Items from a data source
BEGIN

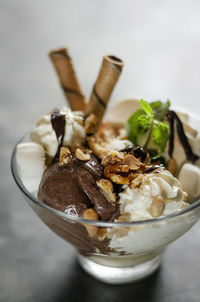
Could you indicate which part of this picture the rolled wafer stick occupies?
[49,48,85,110]
[86,56,124,121]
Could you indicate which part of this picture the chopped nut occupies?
[75,148,90,161]
[96,228,107,241]
[85,113,99,134]
[96,179,116,202]
[88,135,107,159]
[149,198,165,218]
[167,157,177,175]
[101,150,124,166]
[83,208,99,237]
[123,154,141,170]
[59,147,72,166]
[104,163,135,185]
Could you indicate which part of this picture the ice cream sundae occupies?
[13,48,200,282]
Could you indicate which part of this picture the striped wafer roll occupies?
[49,48,85,110]
[86,56,123,121]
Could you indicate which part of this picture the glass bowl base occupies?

END

— What is required —
Add 54 to each bounding-box coordinate and write out every line again, from the row containing "Could you indicate which part of this picture the striped" down to the last row.

— Response below —
Could you indicate which part of this picture the striped wafer roll occupies?
[103,102,139,164]
[140,110,177,175]
Could you indicate which part of this picture the glass bowl base occupies?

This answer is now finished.